*** Information shown ***

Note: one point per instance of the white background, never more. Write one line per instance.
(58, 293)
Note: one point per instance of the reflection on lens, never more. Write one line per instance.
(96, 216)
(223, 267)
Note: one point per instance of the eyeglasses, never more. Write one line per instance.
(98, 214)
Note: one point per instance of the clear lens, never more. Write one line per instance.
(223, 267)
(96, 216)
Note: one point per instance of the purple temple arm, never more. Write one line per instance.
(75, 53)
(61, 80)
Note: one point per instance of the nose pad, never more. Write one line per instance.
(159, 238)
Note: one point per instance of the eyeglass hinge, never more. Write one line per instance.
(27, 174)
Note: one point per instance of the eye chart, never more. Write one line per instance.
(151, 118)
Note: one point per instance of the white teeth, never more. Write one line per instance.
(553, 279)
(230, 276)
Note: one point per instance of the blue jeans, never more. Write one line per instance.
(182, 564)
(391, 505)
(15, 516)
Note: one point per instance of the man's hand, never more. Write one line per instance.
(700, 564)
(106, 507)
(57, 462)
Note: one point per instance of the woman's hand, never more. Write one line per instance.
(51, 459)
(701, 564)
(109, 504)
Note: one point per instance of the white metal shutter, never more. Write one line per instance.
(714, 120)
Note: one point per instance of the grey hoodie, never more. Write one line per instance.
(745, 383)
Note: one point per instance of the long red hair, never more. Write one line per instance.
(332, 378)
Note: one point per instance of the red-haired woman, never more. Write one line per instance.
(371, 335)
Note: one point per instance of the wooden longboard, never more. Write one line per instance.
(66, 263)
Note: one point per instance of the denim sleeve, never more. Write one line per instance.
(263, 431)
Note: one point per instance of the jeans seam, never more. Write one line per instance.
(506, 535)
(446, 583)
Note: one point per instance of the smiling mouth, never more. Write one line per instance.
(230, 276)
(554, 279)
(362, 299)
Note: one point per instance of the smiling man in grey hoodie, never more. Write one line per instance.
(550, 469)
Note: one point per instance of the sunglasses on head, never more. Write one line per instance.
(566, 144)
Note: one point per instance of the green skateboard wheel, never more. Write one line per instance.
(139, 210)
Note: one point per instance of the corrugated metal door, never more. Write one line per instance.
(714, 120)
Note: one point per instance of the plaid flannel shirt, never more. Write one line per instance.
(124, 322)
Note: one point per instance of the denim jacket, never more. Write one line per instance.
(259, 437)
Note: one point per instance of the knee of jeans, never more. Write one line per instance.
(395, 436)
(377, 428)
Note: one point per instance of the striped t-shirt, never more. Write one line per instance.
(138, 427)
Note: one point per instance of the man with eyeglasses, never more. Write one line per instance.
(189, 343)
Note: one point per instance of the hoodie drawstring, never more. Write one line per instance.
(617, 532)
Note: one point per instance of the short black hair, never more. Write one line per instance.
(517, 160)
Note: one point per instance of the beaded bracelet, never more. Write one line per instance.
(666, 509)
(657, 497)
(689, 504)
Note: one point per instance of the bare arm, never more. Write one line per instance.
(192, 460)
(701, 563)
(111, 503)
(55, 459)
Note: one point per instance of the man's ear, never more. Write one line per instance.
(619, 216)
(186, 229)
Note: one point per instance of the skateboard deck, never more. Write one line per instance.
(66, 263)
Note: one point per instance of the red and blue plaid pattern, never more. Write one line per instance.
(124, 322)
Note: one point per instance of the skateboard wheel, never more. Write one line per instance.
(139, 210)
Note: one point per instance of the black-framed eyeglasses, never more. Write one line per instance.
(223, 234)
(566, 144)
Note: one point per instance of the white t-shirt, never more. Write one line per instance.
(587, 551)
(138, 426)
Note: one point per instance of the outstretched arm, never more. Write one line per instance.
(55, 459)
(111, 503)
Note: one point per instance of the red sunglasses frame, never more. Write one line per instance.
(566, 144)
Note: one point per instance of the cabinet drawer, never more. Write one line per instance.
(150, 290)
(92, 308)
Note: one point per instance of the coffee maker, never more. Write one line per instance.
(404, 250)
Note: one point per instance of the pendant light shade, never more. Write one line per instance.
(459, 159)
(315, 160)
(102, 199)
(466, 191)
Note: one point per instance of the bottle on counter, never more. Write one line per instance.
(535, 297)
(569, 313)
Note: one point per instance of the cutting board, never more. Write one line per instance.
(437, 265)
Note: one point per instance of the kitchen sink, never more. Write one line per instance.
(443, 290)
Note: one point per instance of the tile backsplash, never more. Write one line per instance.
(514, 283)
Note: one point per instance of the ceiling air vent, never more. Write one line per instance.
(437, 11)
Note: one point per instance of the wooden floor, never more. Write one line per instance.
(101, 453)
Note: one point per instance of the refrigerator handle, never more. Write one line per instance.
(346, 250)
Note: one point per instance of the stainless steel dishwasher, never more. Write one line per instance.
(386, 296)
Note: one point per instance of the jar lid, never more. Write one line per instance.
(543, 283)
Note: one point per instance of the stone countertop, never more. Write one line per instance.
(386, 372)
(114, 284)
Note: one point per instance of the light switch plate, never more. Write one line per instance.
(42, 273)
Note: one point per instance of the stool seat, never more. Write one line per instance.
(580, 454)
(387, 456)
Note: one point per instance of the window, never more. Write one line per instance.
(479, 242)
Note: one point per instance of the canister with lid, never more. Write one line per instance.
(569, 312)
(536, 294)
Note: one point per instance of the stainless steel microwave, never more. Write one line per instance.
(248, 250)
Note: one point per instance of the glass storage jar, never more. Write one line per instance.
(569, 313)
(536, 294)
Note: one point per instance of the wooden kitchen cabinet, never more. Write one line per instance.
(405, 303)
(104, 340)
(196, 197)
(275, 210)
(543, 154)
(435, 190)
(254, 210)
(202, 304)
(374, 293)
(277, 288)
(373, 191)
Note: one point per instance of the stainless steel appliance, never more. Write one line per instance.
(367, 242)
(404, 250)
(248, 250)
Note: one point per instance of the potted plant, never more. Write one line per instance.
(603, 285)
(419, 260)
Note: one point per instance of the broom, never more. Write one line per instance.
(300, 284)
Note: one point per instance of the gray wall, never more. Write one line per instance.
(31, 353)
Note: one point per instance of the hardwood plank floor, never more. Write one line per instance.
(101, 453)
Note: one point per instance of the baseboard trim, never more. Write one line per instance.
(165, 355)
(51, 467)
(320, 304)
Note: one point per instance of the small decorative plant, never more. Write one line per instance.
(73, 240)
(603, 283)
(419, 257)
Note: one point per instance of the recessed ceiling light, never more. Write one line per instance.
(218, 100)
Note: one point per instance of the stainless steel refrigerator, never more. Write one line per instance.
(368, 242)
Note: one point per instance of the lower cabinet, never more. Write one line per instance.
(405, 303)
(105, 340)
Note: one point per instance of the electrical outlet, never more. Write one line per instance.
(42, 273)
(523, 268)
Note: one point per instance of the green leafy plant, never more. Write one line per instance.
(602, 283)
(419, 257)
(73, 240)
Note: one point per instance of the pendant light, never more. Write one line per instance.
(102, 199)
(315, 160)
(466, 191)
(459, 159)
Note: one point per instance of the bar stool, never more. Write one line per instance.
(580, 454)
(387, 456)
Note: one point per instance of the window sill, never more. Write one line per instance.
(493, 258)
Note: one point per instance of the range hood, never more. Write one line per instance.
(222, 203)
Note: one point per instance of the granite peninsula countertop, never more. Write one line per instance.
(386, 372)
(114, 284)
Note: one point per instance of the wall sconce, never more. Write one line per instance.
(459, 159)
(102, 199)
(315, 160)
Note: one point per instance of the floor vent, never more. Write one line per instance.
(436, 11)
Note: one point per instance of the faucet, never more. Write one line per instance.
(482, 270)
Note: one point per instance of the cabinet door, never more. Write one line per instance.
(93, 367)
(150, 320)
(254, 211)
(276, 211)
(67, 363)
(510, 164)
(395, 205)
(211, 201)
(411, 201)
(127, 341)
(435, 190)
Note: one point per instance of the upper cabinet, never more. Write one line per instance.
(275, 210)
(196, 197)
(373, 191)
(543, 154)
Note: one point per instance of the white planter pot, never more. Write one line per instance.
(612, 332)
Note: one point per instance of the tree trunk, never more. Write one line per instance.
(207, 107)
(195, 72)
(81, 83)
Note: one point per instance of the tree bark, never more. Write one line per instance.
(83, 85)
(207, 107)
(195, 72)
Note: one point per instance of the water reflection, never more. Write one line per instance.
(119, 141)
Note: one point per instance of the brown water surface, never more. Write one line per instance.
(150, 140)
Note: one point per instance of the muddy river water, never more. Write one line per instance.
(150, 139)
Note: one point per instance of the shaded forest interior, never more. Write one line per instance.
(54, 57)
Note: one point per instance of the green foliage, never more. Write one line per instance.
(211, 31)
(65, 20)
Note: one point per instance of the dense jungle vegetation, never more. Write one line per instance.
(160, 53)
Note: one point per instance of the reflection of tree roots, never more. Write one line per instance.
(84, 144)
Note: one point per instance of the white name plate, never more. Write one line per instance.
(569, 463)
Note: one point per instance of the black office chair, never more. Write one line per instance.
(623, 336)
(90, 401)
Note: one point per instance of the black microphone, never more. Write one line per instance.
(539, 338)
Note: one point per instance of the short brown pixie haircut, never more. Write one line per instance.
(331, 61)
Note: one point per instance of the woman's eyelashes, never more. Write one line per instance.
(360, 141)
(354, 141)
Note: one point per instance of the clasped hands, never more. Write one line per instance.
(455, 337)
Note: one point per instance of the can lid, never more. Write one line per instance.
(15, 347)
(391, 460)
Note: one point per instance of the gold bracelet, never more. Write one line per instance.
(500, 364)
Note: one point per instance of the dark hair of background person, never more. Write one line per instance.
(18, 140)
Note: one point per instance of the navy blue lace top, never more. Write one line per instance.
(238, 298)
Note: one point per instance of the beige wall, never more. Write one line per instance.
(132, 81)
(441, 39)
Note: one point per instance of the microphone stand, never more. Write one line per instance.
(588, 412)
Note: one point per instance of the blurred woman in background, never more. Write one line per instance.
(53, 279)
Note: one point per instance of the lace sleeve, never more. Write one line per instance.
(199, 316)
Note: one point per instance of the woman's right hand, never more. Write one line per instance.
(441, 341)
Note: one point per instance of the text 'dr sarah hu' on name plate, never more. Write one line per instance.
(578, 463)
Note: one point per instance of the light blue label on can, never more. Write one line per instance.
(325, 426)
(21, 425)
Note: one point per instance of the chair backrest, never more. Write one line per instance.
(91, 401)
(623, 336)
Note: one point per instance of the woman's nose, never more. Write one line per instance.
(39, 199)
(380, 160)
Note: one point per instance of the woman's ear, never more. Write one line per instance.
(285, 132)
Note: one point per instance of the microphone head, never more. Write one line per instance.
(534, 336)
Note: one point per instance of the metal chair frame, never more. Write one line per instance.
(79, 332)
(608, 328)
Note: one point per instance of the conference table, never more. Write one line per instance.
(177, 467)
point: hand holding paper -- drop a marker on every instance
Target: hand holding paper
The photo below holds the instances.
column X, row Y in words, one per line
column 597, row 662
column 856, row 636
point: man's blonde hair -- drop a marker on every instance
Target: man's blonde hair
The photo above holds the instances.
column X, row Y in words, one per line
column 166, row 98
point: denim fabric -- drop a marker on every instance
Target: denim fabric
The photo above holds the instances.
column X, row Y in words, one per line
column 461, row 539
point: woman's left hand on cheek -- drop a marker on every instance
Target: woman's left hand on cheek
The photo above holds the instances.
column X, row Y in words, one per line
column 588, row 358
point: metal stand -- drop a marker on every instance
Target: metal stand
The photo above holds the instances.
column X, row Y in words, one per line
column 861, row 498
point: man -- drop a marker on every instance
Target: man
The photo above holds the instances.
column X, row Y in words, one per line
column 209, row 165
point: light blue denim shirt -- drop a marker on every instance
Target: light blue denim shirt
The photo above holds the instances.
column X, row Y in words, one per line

***

From the entries, report every line in which the string "cheek" occurs.

Task response:
point: woman's left hand on cheek -- drop a marker on every instance
Target: woman's left hand on cheek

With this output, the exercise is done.